_REQUIRED WORK:_ Which lines in the data below contain the string "baseball"? Show each one.

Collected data
>>>

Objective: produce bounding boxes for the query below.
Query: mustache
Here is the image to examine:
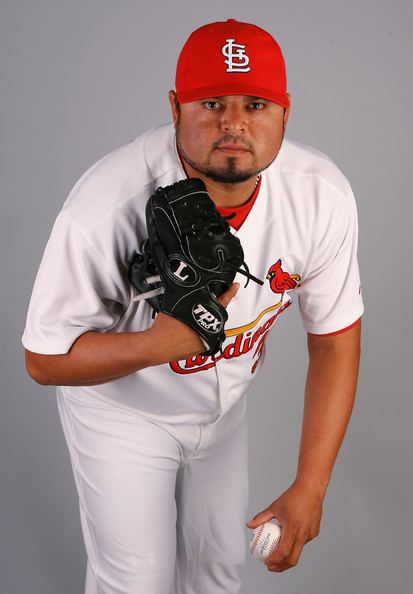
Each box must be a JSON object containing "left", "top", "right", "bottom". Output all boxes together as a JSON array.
[{"left": 213, "top": 135, "right": 253, "bottom": 151}]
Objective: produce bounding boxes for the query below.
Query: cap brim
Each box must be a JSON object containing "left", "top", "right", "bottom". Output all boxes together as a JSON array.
[{"left": 177, "top": 85, "right": 290, "bottom": 108}]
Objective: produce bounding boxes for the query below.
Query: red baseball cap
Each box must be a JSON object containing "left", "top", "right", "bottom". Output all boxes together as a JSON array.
[{"left": 175, "top": 19, "right": 290, "bottom": 108}]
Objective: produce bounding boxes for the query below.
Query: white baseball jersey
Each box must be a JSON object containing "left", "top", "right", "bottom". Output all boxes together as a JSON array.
[{"left": 22, "top": 123, "right": 364, "bottom": 424}]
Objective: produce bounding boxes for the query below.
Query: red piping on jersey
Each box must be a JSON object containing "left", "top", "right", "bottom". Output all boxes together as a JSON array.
[{"left": 309, "top": 316, "right": 362, "bottom": 337}]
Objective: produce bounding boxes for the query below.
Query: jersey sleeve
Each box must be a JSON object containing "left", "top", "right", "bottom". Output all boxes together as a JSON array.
[
  {"left": 295, "top": 184, "right": 364, "bottom": 335},
  {"left": 22, "top": 211, "right": 127, "bottom": 354}
]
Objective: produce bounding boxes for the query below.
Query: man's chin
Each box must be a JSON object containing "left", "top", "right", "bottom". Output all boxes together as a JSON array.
[
  {"left": 204, "top": 172, "right": 256, "bottom": 184},
  {"left": 202, "top": 165, "right": 259, "bottom": 184}
]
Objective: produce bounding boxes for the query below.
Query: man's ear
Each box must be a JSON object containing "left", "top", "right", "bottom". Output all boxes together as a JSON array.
[{"left": 168, "top": 90, "right": 180, "bottom": 127}]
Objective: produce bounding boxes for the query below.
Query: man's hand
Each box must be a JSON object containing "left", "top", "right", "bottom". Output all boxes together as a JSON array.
[
  {"left": 246, "top": 480, "right": 323, "bottom": 572},
  {"left": 148, "top": 282, "right": 240, "bottom": 362}
]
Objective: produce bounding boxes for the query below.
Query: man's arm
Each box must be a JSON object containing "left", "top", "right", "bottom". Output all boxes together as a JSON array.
[
  {"left": 25, "top": 314, "right": 200, "bottom": 386},
  {"left": 295, "top": 319, "right": 362, "bottom": 494},
  {"left": 246, "top": 319, "right": 361, "bottom": 572},
  {"left": 25, "top": 284, "right": 239, "bottom": 386}
]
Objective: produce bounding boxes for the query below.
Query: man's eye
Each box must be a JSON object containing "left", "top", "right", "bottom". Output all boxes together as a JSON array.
[
  {"left": 203, "top": 101, "right": 221, "bottom": 110},
  {"left": 249, "top": 102, "right": 265, "bottom": 110}
]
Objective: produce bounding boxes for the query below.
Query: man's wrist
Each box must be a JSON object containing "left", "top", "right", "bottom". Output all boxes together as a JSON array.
[
  {"left": 140, "top": 327, "right": 171, "bottom": 367},
  {"left": 293, "top": 474, "right": 330, "bottom": 499}
]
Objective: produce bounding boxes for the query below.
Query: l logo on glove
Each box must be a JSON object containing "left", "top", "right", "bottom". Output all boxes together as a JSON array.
[
  {"left": 166, "top": 256, "right": 200, "bottom": 287},
  {"left": 173, "top": 261, "right": 190, "bottom": 281}
]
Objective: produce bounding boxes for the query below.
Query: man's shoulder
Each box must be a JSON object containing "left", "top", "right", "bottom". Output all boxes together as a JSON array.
[
  {"left": 278, "top": 138, "right": 352, "bottom": 197},
  {"left": 61, "top": 123, "right": 178, "bottom": 226}
]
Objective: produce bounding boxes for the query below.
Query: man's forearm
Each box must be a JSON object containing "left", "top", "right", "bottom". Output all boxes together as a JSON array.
[
  {"left": 25, "top": 312, "right": 206, "bottom": 387},
  {"left": 294, "top": 321, "right": 362, "bottom": 497},
  {"left": 25, "top": 329, "right": 159, "bottom": 386}
]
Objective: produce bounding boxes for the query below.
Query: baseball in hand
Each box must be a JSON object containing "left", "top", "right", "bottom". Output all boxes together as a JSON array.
[{"left": 249, "top": 520, "right": 282, "bottom": 563}]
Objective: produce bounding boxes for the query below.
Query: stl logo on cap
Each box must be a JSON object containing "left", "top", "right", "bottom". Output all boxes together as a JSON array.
[{"left": 222, "top": 38, "right": 251, "bottom": 73}]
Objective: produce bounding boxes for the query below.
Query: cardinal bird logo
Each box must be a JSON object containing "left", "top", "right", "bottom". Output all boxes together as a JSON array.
[{"left": 266, "top": 259, "right": 301, "bottom": 294}]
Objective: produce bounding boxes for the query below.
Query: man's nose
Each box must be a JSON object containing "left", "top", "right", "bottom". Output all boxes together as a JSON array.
[{"left": 220, "top": 103, "right": 248, "bottom": 134}]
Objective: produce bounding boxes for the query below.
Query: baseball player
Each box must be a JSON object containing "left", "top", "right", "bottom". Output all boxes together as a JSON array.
[{"left": 23, "top": 19, "right": 363, "bottom": 594}]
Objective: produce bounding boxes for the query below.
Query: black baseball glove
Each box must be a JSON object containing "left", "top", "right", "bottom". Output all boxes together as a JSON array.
[{"left": 128, "top": 178, "right": 263, "bottom": 356}]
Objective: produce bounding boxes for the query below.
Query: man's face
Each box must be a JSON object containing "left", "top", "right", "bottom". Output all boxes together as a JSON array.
[{"left": 169, "top": 92, "right": 289, "bottom": 184}]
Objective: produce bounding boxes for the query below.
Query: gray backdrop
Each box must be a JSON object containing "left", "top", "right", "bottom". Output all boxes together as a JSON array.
[{"left": 1, "top": 0, "right": 412, "bottom": 593}]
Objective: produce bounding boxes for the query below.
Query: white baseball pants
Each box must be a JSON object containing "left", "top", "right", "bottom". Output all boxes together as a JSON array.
[{"left": 56, "top": 389, "right": 249, "bottom": 594}]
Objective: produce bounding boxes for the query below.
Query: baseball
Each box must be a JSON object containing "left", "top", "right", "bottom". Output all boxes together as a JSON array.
[{"left": 249, "top": 520, "right": 282, "bottom": 563}]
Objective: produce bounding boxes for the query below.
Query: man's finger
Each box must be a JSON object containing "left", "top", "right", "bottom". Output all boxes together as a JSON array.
[
  {"left": 266, "top": 537, "right": 304, "bottom": 572},
  {"left": 218, "top": 282, "right": 240, "bottom": 308},
  {"left": 246, "top": 510, "right": 275, "bottom": 529},
  {"left": 286, "top": 539, "right": 304, "bottom": 567},
  {"left": 266, "top": 524, "right": 294, "bottom": 566}
]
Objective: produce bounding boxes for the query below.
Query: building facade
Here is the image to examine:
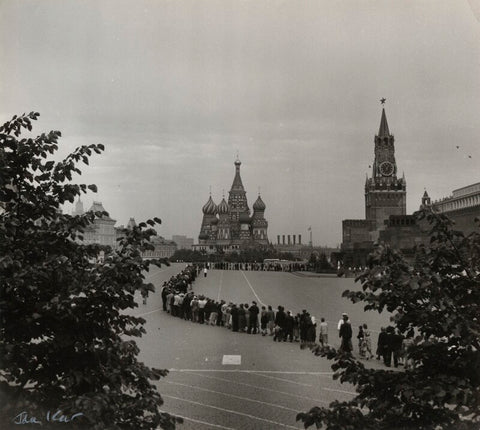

<<<

_TASK ANSWER:_
Query: red baseball cap
Query: white baseball jersey
Query: baseball in hand
Query: baseball player
Query: black baseball glove
Query: white baseball pants
Query: baseball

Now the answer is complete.